[Named-object pointing records]
-- -- --

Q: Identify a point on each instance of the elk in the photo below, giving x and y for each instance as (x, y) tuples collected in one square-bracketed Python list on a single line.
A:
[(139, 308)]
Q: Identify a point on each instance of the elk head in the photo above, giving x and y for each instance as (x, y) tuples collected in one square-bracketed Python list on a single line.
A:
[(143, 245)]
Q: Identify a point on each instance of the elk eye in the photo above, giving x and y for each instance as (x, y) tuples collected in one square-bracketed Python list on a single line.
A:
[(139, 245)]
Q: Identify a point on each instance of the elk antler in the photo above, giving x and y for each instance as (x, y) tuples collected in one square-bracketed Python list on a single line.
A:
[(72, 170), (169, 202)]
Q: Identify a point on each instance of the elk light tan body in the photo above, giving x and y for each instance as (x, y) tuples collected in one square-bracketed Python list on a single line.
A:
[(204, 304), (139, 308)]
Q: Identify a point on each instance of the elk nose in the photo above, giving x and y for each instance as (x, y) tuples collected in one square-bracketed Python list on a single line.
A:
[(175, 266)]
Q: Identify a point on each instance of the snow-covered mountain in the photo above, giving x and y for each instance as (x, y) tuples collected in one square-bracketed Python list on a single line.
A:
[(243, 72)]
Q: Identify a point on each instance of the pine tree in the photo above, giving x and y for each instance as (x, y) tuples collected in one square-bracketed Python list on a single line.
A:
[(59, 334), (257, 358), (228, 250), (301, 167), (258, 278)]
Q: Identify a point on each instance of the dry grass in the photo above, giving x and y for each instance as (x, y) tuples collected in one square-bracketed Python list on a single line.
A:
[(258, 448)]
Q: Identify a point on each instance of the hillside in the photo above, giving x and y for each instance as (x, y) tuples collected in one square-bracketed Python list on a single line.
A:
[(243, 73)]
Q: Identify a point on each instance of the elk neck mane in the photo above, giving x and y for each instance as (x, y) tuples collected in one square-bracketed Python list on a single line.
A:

-- -- --

▸ **Set task**: Please rewrite the lines of the items between the line holding "Q: Identify a point on each instance of the elk antler" and the line holding "[(175, 266)]", inclusive, as a numbered list without blank lines.

▸ **Completed exercise**:
1. Q: Identify a point on each instance of the elk antler in the photo above, giving x and y for each instance as (x, y) tuples collected in one square-bracketed Python list on a single line.
2. A:
3. [(72, 170), (169, 202)]
4. Q: Identify a point on each instance of the elk light tan body in the photo above, giving x and y for each instance as (x, y) tuples collected in one square-bracketed Python list on a single line.
5. A:
6. [(204, 304), (139, 308)]
7. Q: Identify a point on each instance of the elk nose in the photo above, giving x and y for each instance as (x, y) tuples collected in one square-bracketed Python list on a single line.
8. A:
9. [(175, 266)]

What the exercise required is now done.